■ Exercise directions ■
List every line in the listing below that contains the word "cloud", copying each of those lines in full.

[Items listed in a dataset]

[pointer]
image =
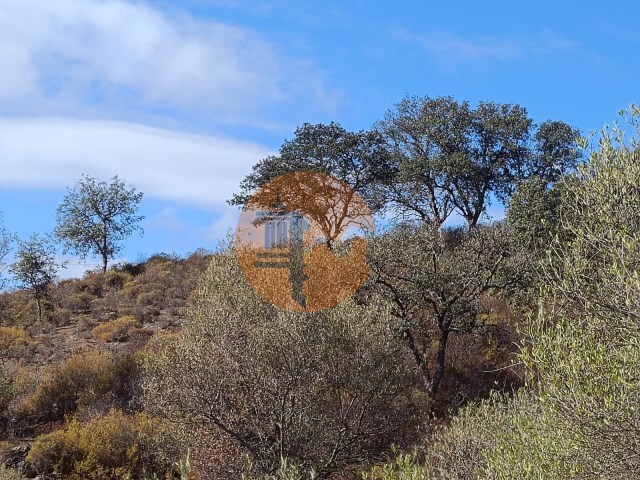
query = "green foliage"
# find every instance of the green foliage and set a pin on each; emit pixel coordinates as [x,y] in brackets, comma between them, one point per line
[578,417]
[357,158]
[35,267]
[9,474]
[435,280]
[96,216]
[117,330]
[451,157]
[87,380]
[115,446]
[325,390]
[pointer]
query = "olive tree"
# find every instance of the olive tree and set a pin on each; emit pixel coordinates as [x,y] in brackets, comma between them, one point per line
[35,267]
[578,415]
[325,390]
[358,159]
[436,278]
[96,216]
[449,157]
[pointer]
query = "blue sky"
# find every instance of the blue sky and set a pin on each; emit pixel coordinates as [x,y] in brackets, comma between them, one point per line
[181,98]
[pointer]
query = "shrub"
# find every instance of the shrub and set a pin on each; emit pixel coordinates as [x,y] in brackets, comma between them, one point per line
[117,330]
[91,381]
[327,390]
[13,341]
[113,446]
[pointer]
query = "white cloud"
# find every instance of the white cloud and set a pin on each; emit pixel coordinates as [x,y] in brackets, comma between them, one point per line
[132,54]
[194,169]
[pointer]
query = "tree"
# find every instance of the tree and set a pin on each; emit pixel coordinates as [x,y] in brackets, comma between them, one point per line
[325,390]
[6,239]
[96,216]
[450,157]
[436,279]
[358,159]
[35,267]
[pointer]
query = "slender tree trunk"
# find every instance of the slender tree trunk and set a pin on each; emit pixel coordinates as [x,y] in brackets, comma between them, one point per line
[440,363]
[39,302]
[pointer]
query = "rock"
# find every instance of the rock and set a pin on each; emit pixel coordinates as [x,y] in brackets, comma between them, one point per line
[15,458]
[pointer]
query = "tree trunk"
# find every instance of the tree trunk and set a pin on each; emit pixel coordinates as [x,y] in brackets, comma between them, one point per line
[39,302]
[440,363]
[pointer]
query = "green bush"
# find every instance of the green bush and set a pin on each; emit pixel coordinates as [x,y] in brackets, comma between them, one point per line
[115,446]
[118,330]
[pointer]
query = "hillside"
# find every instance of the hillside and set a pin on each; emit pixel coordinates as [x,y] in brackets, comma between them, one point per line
[81,364]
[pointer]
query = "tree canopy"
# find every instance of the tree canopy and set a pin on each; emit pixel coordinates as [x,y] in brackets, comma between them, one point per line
[95,216]
[450,157]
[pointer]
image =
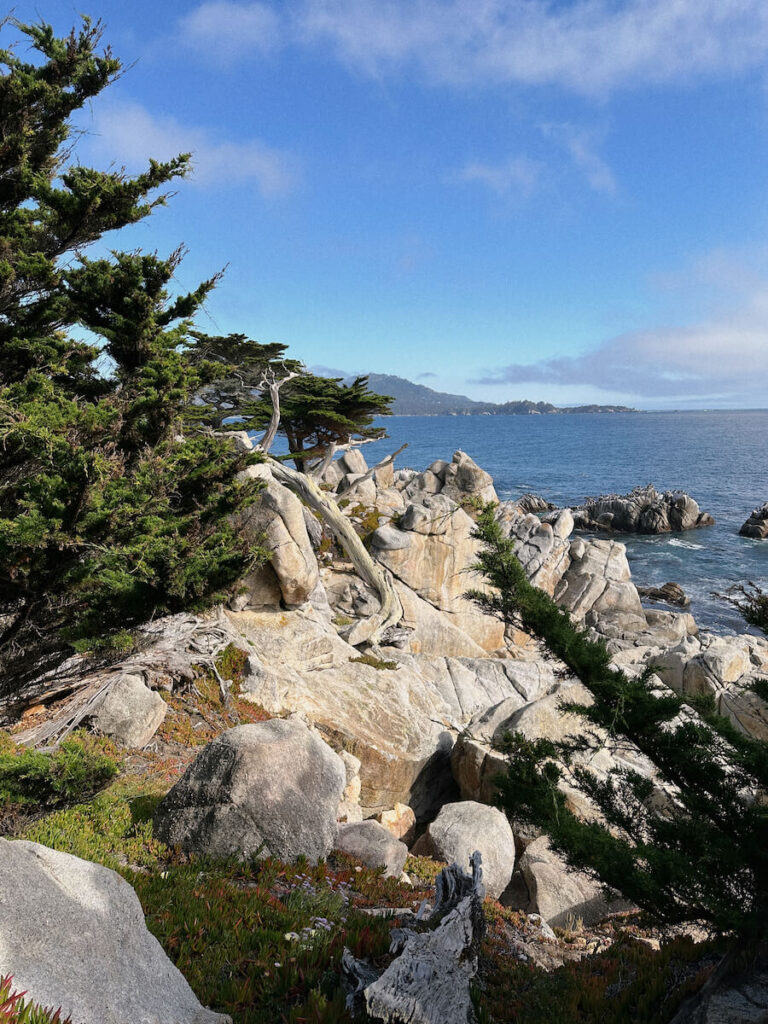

■ Result of this exercise ■
query = "white cloud"
# find every instance of the white cloud and set a pin on each; emit pixel coordinates as [x,y] in brackets, comma between them, one point per line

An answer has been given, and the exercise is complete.